*Supplied passage*
....

Passive solar greenhouse? Hmmm… Aren’t all greenhouses solar?
Well, yes, they are. But a passive solar doesn’t use any supplemental heating, like propane, to keep it warm at night. The insulating nature of the greenhouse panels helps hold in heat to some extent.
But how on earth could plants survive a cold winter night without a heater?
After lots of research, some passive solar methods have been developed that work quite well! These techniques include:
- Siting of the greenhouse to take advantage of the sun’s path
- Strategically placed insulation
- Using certain colors inside the greenhouse for heat conservation.
- Using a “heat sink” to store heat during the day so it can be released at night.
Table of Contents
Advantages Of A Passive Solar Greenhouse
Wonder what the advantages of a passive solar greenhouse are? Well, that’s pretty obvious:
- Grow plants longer during the season, or even year-round
- Economy – no extra heating costs
- Go green – a super-productive greenhouse without wasting fossil fuels:-)
So how can I use passive solar methods in my own greenhouse?
These techniques can be used in a DIY greenhouse as well as a greenhouse kit structure. Most can also be retrofitted into an already existing greenhouse.
Site location & orientation
Haven’t built your passive solar greenhouse yet? Great… Think location.
The sun beats strongest from the south (in North America). If you have a greenhouse with one wall predominantly glazed to catch the sun, try to face that wall true south.
The long axis of the greenhouse should point east and west, with the solid, unglazed, or smallest wall to the north. It is also helpful, but not crucial if the north wall has some protection from the wind.
Sometimes, optimal site location just isn’t possible, due to trees or other large obstacles shading from the south. In this case, you can angle within 15 to 20° of true south and still catch 90% of the sun.

....

*Set of tasks*
A. In the passive solar greenhouse passage, within how many degrees of true south can a greenhouse be angled and still catch 90% of the sun?
B. List every passive solar technique that the passive solar greenhouse passage gives in its bulleted list of methods.
C. Write out the part of the passive solar greenhouse passage that opens with the words containing "These techniques can" and closes with "already existing greenhouse.".
The entries after this point are separate material, apart from the passive solar greenhouse passage.

....

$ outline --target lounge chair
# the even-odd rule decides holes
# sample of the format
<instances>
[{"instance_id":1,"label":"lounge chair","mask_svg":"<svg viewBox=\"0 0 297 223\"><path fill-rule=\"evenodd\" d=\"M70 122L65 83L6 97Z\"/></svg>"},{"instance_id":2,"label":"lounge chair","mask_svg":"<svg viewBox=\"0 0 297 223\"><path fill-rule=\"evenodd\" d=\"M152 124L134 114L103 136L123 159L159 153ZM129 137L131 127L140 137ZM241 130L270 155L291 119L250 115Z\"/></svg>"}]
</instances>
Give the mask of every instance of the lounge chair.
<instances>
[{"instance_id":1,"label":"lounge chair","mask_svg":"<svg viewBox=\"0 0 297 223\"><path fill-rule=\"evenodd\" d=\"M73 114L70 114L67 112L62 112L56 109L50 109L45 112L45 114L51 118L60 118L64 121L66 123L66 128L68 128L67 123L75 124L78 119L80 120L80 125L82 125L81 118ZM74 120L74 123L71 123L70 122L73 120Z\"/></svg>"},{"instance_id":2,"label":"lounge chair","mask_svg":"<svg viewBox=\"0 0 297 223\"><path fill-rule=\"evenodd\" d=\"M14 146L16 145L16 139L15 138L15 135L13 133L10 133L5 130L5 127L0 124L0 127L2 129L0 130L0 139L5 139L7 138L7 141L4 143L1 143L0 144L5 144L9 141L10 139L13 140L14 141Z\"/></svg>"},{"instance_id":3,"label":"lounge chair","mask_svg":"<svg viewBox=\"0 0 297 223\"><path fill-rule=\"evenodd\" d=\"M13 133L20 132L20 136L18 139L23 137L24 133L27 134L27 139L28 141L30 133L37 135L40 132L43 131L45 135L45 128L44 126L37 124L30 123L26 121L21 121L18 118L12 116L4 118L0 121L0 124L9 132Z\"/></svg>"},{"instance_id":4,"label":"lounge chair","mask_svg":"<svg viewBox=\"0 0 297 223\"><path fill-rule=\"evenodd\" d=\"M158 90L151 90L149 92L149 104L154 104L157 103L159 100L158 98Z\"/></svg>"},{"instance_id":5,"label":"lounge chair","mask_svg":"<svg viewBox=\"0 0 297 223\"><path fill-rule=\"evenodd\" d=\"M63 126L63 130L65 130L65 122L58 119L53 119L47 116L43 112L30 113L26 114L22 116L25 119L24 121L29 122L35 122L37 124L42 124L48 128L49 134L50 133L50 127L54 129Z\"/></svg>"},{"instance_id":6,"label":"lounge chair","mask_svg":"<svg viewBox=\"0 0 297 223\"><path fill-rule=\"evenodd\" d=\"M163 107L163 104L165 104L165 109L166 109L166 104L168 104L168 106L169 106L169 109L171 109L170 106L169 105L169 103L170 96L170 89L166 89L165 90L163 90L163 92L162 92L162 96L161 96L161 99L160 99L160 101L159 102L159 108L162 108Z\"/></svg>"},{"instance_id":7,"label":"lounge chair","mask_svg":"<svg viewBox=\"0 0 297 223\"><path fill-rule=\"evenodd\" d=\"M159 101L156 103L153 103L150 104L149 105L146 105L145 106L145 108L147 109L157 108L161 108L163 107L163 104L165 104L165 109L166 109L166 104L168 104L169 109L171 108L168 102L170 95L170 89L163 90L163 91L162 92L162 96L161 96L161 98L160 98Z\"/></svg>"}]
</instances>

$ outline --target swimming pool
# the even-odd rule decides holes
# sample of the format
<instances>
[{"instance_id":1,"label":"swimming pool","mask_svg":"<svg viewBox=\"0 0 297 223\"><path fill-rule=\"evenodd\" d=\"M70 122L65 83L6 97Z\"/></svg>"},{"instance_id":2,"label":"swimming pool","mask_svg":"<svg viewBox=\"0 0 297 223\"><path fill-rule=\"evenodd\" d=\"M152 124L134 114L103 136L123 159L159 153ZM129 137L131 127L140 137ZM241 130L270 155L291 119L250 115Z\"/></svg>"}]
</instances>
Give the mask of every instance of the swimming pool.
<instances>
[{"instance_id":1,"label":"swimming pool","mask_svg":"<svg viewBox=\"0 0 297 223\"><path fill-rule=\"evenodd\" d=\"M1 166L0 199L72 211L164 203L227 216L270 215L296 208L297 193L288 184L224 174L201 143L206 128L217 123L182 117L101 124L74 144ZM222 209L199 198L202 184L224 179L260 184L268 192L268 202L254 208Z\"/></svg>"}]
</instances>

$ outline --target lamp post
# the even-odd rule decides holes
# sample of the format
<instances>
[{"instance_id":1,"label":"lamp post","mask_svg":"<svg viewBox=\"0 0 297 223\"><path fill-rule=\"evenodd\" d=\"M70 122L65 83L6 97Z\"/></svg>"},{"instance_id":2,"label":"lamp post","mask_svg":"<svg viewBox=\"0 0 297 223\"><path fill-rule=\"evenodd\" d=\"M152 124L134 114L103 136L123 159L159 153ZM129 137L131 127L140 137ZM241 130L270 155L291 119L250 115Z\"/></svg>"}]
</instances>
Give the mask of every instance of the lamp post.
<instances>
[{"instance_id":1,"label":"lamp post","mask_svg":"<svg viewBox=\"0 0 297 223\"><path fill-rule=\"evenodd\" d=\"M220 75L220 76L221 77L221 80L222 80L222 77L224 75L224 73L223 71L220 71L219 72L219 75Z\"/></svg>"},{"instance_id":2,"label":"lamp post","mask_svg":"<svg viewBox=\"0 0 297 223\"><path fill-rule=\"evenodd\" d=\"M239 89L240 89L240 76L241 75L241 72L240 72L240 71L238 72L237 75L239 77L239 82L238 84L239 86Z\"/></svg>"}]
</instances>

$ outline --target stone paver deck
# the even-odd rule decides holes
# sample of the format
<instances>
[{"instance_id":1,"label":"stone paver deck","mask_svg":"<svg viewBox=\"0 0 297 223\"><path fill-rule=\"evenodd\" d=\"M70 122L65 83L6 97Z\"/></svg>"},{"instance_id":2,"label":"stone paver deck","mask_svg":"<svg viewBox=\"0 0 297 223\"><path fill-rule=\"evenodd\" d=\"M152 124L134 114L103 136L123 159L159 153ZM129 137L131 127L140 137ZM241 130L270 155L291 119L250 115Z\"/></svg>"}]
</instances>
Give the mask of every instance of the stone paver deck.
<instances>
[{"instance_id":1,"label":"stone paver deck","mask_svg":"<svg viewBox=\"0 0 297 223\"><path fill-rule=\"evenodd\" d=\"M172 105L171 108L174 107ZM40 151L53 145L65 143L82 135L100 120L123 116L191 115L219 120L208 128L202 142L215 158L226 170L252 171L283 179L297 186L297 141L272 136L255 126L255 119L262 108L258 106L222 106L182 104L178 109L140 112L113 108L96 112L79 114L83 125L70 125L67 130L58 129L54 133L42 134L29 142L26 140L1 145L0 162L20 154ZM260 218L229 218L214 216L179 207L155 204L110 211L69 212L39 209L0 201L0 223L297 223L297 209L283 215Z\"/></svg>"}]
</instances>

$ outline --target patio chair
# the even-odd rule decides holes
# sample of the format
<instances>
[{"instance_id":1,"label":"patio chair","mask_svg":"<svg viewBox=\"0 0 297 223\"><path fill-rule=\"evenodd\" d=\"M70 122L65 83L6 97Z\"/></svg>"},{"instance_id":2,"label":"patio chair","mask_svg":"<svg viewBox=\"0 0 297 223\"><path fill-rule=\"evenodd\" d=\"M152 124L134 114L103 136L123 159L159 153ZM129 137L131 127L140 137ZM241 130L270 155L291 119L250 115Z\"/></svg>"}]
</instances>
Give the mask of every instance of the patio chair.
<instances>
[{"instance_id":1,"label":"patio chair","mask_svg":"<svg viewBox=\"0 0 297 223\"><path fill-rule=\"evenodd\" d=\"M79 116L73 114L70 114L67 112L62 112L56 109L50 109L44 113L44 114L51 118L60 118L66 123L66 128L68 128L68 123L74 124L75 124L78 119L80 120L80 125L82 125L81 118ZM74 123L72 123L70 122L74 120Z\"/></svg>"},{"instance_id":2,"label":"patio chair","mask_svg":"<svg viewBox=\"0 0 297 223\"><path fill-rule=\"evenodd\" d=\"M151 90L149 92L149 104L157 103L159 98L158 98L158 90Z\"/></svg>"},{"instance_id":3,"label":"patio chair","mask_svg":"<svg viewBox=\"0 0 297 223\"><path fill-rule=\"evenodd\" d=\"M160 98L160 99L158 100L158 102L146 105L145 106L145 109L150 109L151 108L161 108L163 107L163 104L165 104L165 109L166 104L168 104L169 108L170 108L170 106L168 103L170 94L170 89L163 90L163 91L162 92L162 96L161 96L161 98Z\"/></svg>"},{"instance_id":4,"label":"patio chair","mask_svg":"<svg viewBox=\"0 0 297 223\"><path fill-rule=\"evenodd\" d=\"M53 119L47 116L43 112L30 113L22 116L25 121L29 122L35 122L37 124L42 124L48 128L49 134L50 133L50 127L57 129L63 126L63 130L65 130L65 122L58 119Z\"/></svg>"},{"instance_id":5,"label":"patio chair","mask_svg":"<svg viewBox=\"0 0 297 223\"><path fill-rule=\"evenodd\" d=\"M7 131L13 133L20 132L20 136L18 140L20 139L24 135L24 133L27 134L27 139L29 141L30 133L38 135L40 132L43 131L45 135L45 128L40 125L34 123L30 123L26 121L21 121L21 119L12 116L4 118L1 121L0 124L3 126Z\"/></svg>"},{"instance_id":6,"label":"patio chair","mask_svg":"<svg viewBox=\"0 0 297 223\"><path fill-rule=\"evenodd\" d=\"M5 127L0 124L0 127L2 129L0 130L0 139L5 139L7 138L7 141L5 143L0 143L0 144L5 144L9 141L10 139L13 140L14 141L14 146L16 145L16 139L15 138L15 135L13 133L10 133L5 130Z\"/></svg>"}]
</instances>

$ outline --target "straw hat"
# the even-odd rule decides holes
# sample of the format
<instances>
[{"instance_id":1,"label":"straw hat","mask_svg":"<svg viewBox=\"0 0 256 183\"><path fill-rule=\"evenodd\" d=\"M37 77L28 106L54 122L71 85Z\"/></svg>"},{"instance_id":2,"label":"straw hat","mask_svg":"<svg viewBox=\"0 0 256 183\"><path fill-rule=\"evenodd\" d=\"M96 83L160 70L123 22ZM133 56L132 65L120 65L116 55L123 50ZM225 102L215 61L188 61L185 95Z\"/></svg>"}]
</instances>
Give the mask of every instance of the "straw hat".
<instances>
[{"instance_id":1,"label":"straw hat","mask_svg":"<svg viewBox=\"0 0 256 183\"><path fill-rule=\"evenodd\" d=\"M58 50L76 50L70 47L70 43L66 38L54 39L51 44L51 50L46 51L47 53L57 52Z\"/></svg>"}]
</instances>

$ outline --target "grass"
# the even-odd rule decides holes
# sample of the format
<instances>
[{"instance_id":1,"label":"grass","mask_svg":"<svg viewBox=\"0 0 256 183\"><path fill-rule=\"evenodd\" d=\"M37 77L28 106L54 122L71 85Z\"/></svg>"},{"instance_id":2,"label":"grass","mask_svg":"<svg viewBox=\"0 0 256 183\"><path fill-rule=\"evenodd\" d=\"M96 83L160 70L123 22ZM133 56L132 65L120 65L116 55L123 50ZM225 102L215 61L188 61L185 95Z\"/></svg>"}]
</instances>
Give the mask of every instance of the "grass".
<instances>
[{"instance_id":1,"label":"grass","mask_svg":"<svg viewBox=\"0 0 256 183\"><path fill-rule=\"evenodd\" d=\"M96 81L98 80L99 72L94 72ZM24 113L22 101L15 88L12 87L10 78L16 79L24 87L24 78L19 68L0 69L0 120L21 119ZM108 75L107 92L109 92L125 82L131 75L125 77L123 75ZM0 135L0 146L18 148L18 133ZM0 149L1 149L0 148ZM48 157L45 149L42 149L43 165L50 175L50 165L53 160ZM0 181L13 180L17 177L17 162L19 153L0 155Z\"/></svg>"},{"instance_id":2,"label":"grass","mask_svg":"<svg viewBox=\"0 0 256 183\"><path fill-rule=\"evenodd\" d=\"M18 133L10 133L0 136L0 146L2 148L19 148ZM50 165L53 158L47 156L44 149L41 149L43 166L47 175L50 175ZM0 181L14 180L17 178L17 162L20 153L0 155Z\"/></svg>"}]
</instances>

....

*Answers to the exercise*
A. Within 15 to 20° of true south.

B.
- Siting of the greenhouse to take advantage of the sun's path
- Strategically placed insulation
- Using certain colors inside the greenhouse for heat conservation
- Using a "heat sink" to store heat during the day so it can be released at night

C.
These techniques can be used in a DIY greenhouse as well as a greenhouse kit structure. Most can also be retrofitted into an already existing greenhouse.